Short exercise » Gather each line from the items below that contains the word "dark", and list those lines.

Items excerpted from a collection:
════════════════════

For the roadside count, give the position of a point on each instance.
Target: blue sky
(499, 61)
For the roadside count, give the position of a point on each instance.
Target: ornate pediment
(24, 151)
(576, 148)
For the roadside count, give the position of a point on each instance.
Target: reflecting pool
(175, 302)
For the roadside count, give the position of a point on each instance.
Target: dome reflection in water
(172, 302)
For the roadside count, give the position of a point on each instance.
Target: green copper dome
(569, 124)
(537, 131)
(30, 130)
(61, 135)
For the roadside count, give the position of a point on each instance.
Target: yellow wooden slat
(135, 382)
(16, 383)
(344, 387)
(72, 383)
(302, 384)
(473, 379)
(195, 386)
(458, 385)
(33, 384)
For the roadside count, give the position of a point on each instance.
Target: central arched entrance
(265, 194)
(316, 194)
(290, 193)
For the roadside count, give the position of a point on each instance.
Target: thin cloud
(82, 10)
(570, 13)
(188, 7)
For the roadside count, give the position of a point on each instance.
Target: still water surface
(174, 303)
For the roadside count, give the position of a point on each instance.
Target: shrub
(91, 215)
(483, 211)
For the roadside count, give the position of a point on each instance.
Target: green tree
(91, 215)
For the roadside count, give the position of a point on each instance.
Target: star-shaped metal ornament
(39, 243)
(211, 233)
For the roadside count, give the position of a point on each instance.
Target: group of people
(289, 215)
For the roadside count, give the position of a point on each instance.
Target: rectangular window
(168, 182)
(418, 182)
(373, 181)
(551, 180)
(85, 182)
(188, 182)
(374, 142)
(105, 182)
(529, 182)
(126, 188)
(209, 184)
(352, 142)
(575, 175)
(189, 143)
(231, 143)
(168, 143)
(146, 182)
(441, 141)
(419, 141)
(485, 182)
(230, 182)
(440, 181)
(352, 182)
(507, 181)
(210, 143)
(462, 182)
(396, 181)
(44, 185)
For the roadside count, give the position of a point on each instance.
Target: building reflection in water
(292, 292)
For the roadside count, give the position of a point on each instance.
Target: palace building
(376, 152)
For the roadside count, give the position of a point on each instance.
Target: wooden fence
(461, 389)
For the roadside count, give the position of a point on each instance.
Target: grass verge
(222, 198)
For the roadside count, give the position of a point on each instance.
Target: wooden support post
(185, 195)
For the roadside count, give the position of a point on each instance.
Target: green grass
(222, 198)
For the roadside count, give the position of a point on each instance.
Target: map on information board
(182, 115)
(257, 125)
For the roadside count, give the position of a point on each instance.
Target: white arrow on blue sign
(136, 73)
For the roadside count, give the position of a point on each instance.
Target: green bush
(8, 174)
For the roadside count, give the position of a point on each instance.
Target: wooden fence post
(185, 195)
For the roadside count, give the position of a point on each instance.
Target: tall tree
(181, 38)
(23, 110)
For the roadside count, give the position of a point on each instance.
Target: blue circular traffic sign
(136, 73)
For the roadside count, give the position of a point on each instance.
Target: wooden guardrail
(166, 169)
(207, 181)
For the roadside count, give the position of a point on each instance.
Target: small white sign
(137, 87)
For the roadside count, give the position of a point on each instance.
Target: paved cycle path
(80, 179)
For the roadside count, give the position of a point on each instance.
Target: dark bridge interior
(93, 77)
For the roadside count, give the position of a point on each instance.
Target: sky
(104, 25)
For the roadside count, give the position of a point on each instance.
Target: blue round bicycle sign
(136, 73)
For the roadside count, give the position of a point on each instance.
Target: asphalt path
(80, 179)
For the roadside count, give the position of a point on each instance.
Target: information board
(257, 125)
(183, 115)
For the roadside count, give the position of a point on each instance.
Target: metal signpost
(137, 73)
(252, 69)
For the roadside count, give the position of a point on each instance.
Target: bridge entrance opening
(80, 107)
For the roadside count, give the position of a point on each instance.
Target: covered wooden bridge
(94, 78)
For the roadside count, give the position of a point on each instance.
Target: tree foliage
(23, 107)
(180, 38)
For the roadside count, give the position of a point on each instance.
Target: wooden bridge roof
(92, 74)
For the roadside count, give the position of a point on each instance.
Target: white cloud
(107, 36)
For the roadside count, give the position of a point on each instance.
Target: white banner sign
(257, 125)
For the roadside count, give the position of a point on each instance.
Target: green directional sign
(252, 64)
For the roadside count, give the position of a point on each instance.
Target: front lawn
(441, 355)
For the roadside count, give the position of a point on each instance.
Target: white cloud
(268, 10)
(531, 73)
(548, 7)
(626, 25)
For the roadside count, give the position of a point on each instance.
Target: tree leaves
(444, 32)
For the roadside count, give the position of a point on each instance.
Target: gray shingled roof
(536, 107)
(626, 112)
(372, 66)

════════════════════

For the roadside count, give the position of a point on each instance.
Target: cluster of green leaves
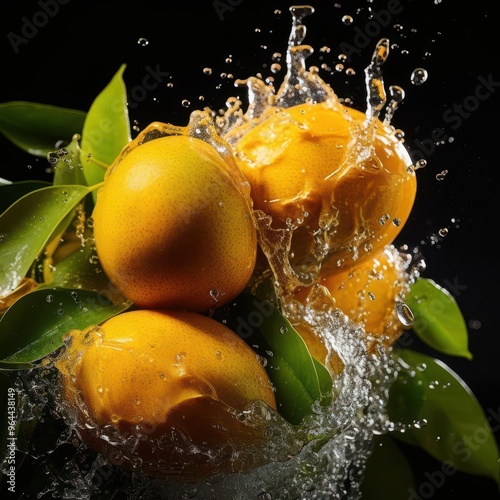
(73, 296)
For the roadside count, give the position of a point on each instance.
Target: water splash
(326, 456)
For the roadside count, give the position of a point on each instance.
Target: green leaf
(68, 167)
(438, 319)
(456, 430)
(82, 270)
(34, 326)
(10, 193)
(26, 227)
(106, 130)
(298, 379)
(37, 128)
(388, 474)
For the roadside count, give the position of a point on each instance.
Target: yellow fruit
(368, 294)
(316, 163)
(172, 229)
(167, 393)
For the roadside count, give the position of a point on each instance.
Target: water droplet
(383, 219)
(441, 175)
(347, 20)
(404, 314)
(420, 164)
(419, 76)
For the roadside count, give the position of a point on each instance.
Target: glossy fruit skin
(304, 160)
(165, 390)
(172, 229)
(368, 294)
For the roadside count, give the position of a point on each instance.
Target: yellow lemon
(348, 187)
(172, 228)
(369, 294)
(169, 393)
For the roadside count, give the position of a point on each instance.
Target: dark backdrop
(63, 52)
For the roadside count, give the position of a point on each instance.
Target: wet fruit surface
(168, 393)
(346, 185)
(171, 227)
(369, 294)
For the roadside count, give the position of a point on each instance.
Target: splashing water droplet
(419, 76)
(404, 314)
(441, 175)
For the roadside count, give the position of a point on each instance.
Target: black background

════════════════════

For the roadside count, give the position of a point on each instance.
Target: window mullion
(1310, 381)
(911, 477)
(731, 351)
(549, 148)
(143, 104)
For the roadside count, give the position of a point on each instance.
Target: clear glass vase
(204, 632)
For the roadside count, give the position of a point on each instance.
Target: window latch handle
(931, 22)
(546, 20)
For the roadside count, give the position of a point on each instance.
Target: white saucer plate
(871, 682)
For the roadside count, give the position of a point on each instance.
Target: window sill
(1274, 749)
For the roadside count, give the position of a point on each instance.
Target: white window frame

════════════════════

Reply »
Target: dark bridge interior
Target: dark backdrop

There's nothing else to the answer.